╭──

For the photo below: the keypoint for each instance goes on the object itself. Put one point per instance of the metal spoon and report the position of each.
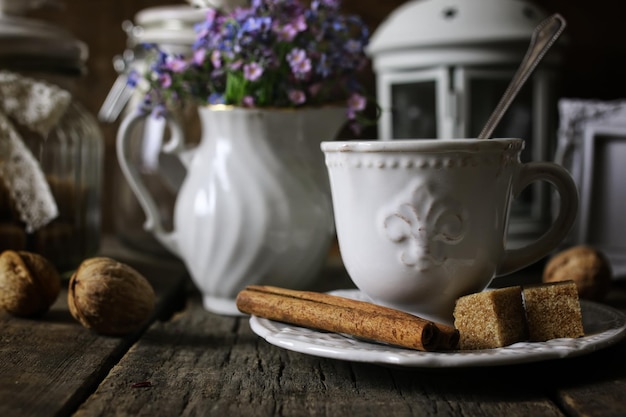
(544, 35)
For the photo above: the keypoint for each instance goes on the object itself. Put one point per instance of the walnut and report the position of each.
(586, 266)
(29, 283)
(110, 297)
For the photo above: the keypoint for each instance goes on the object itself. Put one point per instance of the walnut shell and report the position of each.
(110, 297)
(586, 266)
(29, 283)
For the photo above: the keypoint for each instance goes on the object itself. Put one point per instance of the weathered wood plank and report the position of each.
(50, 365)
(200, 363)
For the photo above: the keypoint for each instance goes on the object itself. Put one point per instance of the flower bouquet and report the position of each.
(273, 53)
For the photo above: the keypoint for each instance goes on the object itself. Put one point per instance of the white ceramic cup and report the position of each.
(423, 222)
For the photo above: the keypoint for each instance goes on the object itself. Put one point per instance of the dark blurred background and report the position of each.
(594, 61)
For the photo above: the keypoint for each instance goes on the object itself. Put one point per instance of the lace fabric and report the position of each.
(38, 106)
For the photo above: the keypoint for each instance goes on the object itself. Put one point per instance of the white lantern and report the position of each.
(442, 66)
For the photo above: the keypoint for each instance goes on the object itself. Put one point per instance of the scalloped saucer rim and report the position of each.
(604, 326)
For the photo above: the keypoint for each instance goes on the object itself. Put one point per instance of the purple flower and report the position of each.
(272, 53)
(297, 96)
(356, 103)
(176, 64)
(165, 80)
(247, 101)
(299, 63)
(286, 33)
(216, 58)
(252, 71)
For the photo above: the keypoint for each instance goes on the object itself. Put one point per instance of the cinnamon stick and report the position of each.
(343, 315)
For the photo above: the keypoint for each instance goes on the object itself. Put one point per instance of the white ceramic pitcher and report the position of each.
(255, 205)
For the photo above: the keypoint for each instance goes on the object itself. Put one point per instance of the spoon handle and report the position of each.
(544, 35)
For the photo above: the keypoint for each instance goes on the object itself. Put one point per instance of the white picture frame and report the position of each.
(592, 146)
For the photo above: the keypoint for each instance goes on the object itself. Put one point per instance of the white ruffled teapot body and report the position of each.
(255, 206)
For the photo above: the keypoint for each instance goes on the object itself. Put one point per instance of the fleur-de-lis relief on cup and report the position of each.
(422, 223)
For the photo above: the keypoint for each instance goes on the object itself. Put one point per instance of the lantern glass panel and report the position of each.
(414, 111)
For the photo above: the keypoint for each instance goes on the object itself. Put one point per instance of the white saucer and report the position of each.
(603, 326)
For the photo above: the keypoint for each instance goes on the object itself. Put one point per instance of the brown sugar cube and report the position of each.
(553, 311)
(586, 266)
(491, 319)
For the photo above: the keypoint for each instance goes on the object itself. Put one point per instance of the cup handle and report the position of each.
(561, 180)
(173, 145)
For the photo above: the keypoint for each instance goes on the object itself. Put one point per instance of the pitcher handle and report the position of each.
(174, 144)
(561, 180)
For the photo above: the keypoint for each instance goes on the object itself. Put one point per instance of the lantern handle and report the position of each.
(544, 35)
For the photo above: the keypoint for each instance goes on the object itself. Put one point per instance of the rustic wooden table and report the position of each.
(189, 362)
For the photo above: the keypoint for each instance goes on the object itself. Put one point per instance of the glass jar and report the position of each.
(69, 155)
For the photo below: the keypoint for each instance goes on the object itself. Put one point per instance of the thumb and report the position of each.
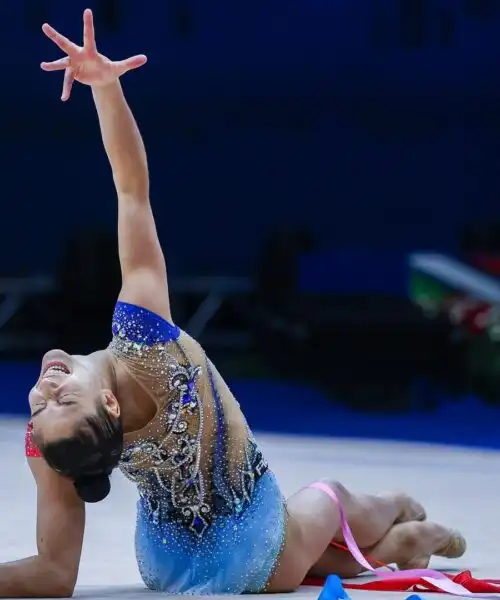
(134, 62)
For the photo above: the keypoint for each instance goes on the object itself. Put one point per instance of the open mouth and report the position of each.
(54, 368)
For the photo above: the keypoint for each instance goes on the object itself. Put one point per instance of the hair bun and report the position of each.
(94, 488)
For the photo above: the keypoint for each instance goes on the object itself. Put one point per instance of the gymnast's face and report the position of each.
(65, 392)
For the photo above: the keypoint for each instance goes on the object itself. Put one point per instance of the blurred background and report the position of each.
(325, 179)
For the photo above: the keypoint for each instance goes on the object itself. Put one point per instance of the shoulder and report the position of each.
(134, 324)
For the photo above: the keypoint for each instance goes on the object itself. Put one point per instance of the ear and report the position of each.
(111, 403)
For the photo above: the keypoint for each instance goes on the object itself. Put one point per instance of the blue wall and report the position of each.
(268, 112)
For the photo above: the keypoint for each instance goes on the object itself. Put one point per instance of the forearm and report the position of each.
(122, 141)
(32, 577)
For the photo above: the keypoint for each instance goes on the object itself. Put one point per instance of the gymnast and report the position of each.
(211, 518)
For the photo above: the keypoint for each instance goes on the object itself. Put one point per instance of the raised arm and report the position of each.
(53, 571)
(144, 276)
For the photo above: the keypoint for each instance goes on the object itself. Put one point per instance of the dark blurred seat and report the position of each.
(88, 284)
(343, 319)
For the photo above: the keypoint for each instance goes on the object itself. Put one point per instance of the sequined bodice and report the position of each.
(191, 462)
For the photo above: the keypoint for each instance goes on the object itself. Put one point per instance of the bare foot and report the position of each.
(419, 541)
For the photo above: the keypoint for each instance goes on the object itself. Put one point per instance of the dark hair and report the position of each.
(90, 455)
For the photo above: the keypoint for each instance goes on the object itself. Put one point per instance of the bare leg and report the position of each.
(409, 545)
(314, 522)
(379, 523)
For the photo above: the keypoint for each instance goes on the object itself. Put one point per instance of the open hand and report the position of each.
(85, 64)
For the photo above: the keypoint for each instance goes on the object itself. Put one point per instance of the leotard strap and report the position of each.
(31, 450)
(439, 580)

╰──

## ABOUT THIS TASK
Return exactly, and only, the line containing "hair and report the position of each." and every line after it through the end of the material.

## WRITTEN RESPONSE
For the photo above: the keypoint for each instance goes on the object itself. Put one point per instance of the dark hair and report the position of each.
(90, 455)
For the photo above: the keypoint for each instance goes on the object itself. Put one point per instance of the bare leg and report the position of each.
(409, 545)
(314, 522)
(379, 523)
For the photo above: the keypoint for each instance goes on the object itself. Put one point per instance of the open hand and report the position of each.
(85, 64)
For the photo above: the keypoint for each instance goes on the object itself. Put one point per instance of the leotard strap and report the position of each.
(31, 450)
(439, 580)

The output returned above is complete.